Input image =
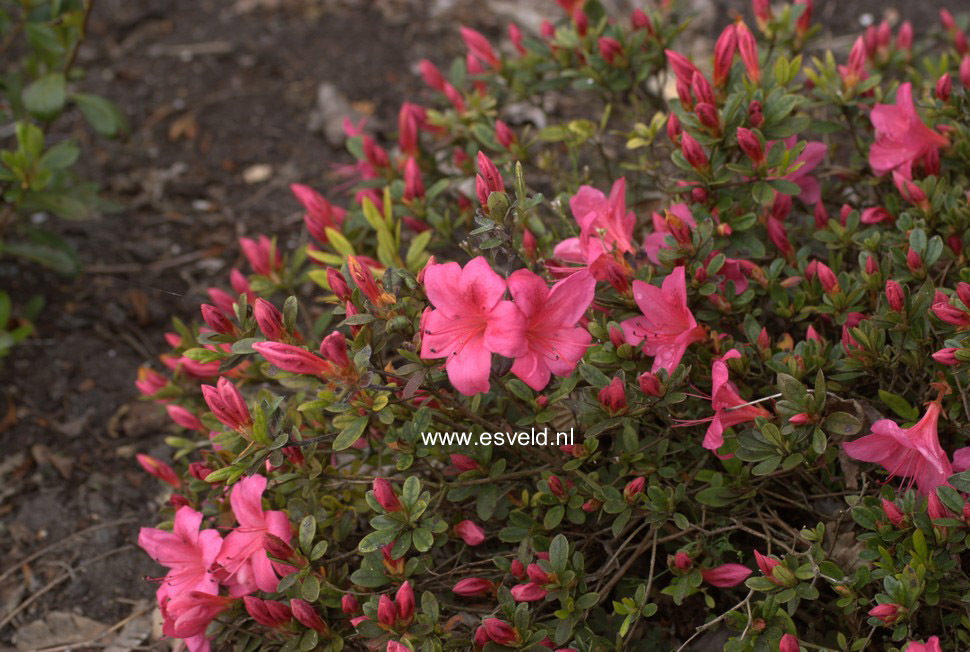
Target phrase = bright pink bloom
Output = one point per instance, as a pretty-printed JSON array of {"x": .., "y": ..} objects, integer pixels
[
  {"x": 320, "y": 214},
  {"x": 911, "y": 453},
  {"x": 473, "y": 586},
  {"x": 242, "y": 557},
  {"x": 186, "y": 552},
  {"x": 470, "y": 533},
  {"x": 554, "y": 343},
  {"x": 901, "y": 137},
  {"x": 726, "y": 575},
  {"x": 158, "y": 469},
  {"x": 470, "y": 322},
  {"x": 725, "y": 401},
  {"x": 667, "y": 326},
  {"x": 932, "y": 644}
]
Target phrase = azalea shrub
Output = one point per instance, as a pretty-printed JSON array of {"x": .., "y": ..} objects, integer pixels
[{"x": 612, "y": 349}]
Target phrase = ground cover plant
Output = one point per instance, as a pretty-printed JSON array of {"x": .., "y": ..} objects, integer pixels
[{"x": 740, "y": 282}]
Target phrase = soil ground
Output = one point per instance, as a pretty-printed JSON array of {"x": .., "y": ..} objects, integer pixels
[{"x": 219, "y": 94}]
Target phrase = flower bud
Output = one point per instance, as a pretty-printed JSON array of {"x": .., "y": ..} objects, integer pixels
[
  {"x": 268, "y": 319},
  {"x": 650, "y": 384},
  {"x": 404, "y": 601},
  {"x": 693, "y": 153},
  {"x": 943, "y": 88},
  {"x": 613, "y": 396},
  {"x": 633, "y": 489}
]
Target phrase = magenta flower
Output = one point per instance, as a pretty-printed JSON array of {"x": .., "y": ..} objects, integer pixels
[
  {"x": 913, "y": 453},
  {"x": 901, "y": 137},
  {"x": 604, "y": 225},
  {"x": 667, "y": 326},
  {"x": 470, "y": 322},
  {"x": 726, "y": 575},
  {"x": 554, "y": 343},
  {"x": 186, "y": 552},
  {"x": 242, "y": 557}
]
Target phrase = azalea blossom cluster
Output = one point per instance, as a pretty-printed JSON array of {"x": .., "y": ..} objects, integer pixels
[{"x": 749, "y": 296}]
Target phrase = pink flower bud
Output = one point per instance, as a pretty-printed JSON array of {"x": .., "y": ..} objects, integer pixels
[
  {"x": 650, "y": 384},
  {"x": 914, "y": 261},
  {"x": 158, "y": 469},
  {"x": 470, "y": 533},
  {"x": 887, "y": 613},
  {"x": 894, "y": 295},
  {"x": 693, "y": 153},
  {"x": 724, "y": 49},
  {"x": 473, "y": 586},
  {"x": 306, "y": 615},
  {"x": 349, "y": 604},
  {"x": 227, "y": 404},
  {"x": 269, "y": 319},
  {"x": 385, "y": 496},
  {"x": 610, "y": 49},
  {"x": 633, "y": 489},
  {"x": 268, "y": 613},
  {"x": 292, "y": 359},
  {"x": 946, "y": 356},
  {"x": 386, "y": 611},
  {"x": 788, "y": 643},
  {"x": 725, "y": 575},
  {"x": 751, "y": 146},
  {"x": 613, "y": 396},
  {"x": 217, "y": 320},
  {"x": 500, "y": 632},
  {"x": 404, "y": 601},
  {"x": 944, "y": 87},
  {"x": 683, "y": 562},
  {"x": 748, "y": 47}
]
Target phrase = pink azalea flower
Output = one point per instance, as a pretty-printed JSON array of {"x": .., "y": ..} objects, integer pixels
[
  {"x": 667, "y": 326},
  {"x": 186, "y": 552},
  {"x": 604, "y": 226},
  {"x": 470, "y": 322},
  {"x": 657, "y": 240},
  {"x": 726, "y": 575},
  {"x": 901, "y": 137},
  {"x": 242, "y": 557},
  {"x": 913, "y": 453},
  {"x": 555, "y": 344}
]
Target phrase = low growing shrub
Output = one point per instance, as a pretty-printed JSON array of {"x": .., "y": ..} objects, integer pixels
[{"x": 742, "y": 294}]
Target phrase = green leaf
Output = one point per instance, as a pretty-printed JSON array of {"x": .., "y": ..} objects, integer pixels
[
  {"x": 103, "y": 116},
  {"x": 45, "y": 97},
  {"x": 349, "y": 435}
]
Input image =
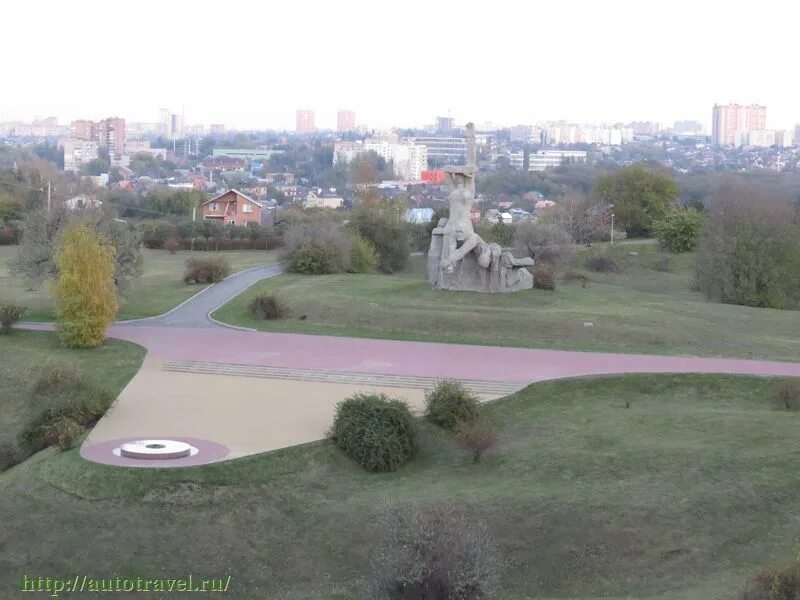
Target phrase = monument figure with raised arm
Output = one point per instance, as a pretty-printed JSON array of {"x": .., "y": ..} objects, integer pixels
[{"x": 458, "y": 258}]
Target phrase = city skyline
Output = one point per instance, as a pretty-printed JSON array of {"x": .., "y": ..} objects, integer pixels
[{"x": 597, "y": 64}]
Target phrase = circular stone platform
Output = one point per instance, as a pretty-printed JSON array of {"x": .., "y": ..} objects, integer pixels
[
  {"x": 155, "y": 449},
  {"x": 161, "y": 453}
]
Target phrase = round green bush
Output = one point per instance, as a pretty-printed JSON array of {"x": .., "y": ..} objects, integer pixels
[
  {"x": 363, "y": 258},
  {"x": 268, "y": 306},
  {"x": 314, "y": 258},
  {"x": 450, "y": 403},
  {"x": 68, "y": 403},
  {"x": 374, "y": 430},
  {"x": 543, "y": 277}
]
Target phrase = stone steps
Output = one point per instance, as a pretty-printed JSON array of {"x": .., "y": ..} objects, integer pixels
[{"x": 482, "y": 387}]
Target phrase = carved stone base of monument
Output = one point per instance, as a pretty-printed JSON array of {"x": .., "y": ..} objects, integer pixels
[{"x": 486, "y": 269}]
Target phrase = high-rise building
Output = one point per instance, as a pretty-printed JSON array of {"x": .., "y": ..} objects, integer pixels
[
  {"x": 688, "y": 128},
  {"x": 164, "y": 122},
  {"x": 445, "y": 124},
  {"x": 345, "y": 120},
  {"x": 409, "y": 160},
  {"x": 731, "y": 123},
  {"x": 77, "y": 152},
  {"x": 83, "y": 130},
  {"x": 305, "y": 121},
  {"x": 111, "y": 134}
]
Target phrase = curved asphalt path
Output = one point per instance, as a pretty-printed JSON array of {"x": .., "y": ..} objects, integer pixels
[
  {"x": 162, "y": 403},
  {"x": 195, "y": 311},
  {"x": 186, "y": 333}
]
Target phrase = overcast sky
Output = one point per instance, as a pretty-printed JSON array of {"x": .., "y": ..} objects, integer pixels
[{"x": 252, "y": 64}]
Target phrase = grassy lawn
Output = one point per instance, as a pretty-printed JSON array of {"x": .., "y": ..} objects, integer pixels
[
  {"x": 641, "y": 309},
  {"x": 684, "y": 495},
  {"x": 158, "y": 289},
  {"x": 25, "y": 353}
]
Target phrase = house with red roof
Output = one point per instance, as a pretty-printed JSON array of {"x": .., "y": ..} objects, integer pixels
[{"x": 232, "y": 207}]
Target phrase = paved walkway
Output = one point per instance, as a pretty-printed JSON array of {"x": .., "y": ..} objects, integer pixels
[
  {"x": 417, "y": 359},
  {"x": 194, "y": 312},
  {"x": 249, "y": 392}
]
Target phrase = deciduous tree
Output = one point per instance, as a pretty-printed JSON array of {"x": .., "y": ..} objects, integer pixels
[
  {"x": 749, "y": 252},
  {"x": 85, "y": 294},
  {"x": 639, "y": 195}
]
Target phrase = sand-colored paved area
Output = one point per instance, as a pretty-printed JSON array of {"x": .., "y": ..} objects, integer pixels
[
  {"x": 260, "y": 407},
  {"x": 248, "y": 415}
]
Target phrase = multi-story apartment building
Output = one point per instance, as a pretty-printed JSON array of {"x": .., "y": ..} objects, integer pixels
[
  {"x": 442, "y": 150},
  {"x": 408, "y": 160},
  {"x": 83, "y": 129},
  {"x": 731, "y": 123},
  {"x": 111, "y": 134},
  {"x": 544, "y": 159},
  {"x": 345, "y": 120},
  {"x": 78, "y": 152},
  {"x": 305, "y": 121}
]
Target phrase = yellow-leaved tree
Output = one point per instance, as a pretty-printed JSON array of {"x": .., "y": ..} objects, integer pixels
[{"x": 85, "y": 293}]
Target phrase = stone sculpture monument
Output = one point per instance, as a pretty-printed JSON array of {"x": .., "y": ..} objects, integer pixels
[{"x": 458, "y": 258}]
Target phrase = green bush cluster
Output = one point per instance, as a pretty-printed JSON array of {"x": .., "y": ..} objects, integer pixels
[
  {"x": 788, "y": 395},
  {"x": 69, "y": 404},
  {"x": 9, "y": 315},
  {"x": 679, "y": 230},
  {"x": 363, "y": 258},
  {"x": 450, "y": 403},
  {"x": 384, "y": 229},
  {"x": 206, "y": 270},
  {"x": 375, "y": 431},
  {"x": 10, "y": 455},
  {"x": 602, "y": 264},
  {"x": 318, "y": 249},
  {"x": 269, "y": 307},
  {"x": 543, "y": 277}
]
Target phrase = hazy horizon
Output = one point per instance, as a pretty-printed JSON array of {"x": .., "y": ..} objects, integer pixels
[{"x": 253, "y": 66}]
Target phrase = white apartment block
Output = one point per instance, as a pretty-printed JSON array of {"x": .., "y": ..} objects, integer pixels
[
  {"x": 77, "y": 152},
  {"x": 134, "y": 147},
  {"x": 544, "y": 159},
  {"x": 584, "y": 134},
  {"x": 408, "y": 160}
]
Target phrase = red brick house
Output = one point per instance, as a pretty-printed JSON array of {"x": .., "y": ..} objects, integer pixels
[{"x": 232, "y": 208}]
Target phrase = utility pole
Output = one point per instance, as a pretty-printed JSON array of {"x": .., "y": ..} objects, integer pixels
[{"x": 612, "y": 229}]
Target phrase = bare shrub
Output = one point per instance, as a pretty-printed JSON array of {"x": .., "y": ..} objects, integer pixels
[
  {"x": 206, "y": 270},
  {"x": 317, "y": 249},
  {"x": 10, "y": 314},
  {"x": 788, "y": 395},
  {"x": 172, "y": 245},
  {"x": 543, "y": 277},
  {"x": 544, "y": 242},
  {"x": 434, "y": 552},
  {"x": 602, "y": 264},
  {"x": 269, "y": 307},
  {"x": 477, "y": 436},
  {"x": 749, "y": 251}
]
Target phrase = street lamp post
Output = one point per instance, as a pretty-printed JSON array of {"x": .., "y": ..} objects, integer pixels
[{"x": 612, "y": 229}]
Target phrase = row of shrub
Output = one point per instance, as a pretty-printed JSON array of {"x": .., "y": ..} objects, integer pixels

* * *

Wiederhole die Zeilen oben Wort für Wort, und zwar von der Zeile, die „Target phrase = street lamp post“ enthält, bis einschließlich der letzten Zeile.

Target phrase = street lamp post
Output = one point per instance, as a pretty-printed JSON array of {"x": .., "y": ..} objects, integer pixels
[{"x": 612, "y": 229}]
Target phrase = row of shrub
Output = one point per instance, as a pretty-printed JSON array of {"x": .., "y": ..} objects, integer pixels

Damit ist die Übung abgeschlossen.